::: RECORD SET
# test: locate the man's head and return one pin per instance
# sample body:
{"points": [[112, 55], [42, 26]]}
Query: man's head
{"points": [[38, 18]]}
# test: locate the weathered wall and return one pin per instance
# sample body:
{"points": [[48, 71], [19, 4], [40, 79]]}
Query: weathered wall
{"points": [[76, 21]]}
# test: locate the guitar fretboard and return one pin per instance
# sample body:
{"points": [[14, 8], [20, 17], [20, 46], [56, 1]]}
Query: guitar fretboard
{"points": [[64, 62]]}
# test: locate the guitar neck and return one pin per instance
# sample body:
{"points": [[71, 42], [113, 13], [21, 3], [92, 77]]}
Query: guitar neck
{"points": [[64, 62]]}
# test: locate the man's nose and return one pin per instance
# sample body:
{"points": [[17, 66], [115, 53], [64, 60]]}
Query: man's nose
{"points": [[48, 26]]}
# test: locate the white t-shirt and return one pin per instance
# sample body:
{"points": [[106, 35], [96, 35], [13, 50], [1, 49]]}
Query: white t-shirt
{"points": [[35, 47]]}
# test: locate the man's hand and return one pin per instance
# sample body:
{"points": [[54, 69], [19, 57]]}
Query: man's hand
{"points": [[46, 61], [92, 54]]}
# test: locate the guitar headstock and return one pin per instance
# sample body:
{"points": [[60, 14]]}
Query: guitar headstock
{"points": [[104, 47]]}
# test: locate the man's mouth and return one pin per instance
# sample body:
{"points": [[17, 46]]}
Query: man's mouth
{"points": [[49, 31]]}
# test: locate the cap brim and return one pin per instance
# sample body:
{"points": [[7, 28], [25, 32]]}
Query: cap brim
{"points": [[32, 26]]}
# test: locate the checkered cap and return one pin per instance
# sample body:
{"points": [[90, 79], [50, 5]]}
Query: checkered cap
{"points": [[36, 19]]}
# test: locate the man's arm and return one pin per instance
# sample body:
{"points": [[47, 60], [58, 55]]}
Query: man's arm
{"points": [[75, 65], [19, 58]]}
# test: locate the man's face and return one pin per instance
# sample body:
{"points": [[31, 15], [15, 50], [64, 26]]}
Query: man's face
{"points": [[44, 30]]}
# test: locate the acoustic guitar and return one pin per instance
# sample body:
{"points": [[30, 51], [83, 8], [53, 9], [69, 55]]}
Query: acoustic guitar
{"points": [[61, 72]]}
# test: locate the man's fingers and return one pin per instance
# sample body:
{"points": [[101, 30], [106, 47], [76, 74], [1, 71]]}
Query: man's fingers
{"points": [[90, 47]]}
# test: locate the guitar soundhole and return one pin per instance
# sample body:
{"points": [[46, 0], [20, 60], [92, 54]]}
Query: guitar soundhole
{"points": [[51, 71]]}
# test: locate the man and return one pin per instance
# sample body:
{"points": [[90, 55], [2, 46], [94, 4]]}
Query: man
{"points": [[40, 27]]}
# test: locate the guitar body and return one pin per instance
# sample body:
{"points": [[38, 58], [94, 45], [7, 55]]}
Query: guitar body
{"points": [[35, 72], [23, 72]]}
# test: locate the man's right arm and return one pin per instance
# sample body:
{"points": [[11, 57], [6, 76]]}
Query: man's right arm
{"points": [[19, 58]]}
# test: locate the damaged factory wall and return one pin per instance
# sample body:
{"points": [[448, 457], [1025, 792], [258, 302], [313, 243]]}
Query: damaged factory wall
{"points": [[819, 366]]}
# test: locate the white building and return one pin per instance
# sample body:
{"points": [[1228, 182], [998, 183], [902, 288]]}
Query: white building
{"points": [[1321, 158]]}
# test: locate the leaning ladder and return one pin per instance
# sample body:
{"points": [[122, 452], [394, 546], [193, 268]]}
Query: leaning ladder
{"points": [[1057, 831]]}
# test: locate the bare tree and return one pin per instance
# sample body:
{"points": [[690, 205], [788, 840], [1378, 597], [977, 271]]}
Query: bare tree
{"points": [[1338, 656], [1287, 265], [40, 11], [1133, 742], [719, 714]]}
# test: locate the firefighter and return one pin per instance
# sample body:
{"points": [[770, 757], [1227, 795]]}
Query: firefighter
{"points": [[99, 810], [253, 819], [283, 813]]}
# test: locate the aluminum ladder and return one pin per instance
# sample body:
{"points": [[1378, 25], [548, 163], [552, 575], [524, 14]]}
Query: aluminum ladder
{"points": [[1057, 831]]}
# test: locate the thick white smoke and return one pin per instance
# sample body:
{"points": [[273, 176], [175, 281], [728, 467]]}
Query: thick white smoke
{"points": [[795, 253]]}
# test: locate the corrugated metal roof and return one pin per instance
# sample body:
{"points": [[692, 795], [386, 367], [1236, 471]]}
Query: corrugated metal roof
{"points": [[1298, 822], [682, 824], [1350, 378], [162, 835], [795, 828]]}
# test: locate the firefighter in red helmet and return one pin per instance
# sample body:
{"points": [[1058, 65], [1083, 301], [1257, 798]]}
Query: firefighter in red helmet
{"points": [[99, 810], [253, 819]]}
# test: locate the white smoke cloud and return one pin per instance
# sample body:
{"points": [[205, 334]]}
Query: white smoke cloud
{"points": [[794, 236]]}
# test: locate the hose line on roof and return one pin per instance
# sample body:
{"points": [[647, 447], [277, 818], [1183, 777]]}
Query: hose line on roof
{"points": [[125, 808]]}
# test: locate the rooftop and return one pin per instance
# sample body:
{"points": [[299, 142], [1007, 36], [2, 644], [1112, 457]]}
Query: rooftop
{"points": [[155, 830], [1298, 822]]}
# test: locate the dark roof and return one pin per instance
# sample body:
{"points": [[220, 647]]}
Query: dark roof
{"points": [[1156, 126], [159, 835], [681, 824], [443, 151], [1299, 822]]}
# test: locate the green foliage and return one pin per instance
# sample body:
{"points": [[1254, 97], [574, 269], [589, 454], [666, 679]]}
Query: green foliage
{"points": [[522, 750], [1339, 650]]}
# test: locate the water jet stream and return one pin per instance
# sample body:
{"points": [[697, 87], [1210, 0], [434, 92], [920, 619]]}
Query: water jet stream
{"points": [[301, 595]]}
::::::
**WHAT YOU NEED TO DO**
Repeat exactly, and only, the lines from the one containing "# test: locate the rooftop" through the last line above.

**EXPECTED OUTPUT**
# test: locate the rooftop and return one pin per instance
# sample body:
{"points": [[299, 142], [1007, 36], [2, 644], [1112, 457]]}
Query: rooftop
{"points": [[155, 830], [1298, 822]]}
# test: locate the dark roof and return one pin per instance
# sample body:
{"points": [[220, 647]]}
Query: dark roof
{"points": [[1156, 126], [159, 835], [681, 824], [443, 151], [1299, 822]]}
# test: locate the green foliage and return one pin per instance
# sample body:
{"points": [[1254, 97], [574, 269], [589, 454], [666, 679]]}
Query: green foliage
{"points": [[522, 750], [1339, 650]]}
# test: locate the water jet stream and return one pin per instance
# sample body:
{"points": [[697, 87], [1210, 0], [434, 92], [920, 619]]}
Query: water jet stream
{"points": [[301, 595]]}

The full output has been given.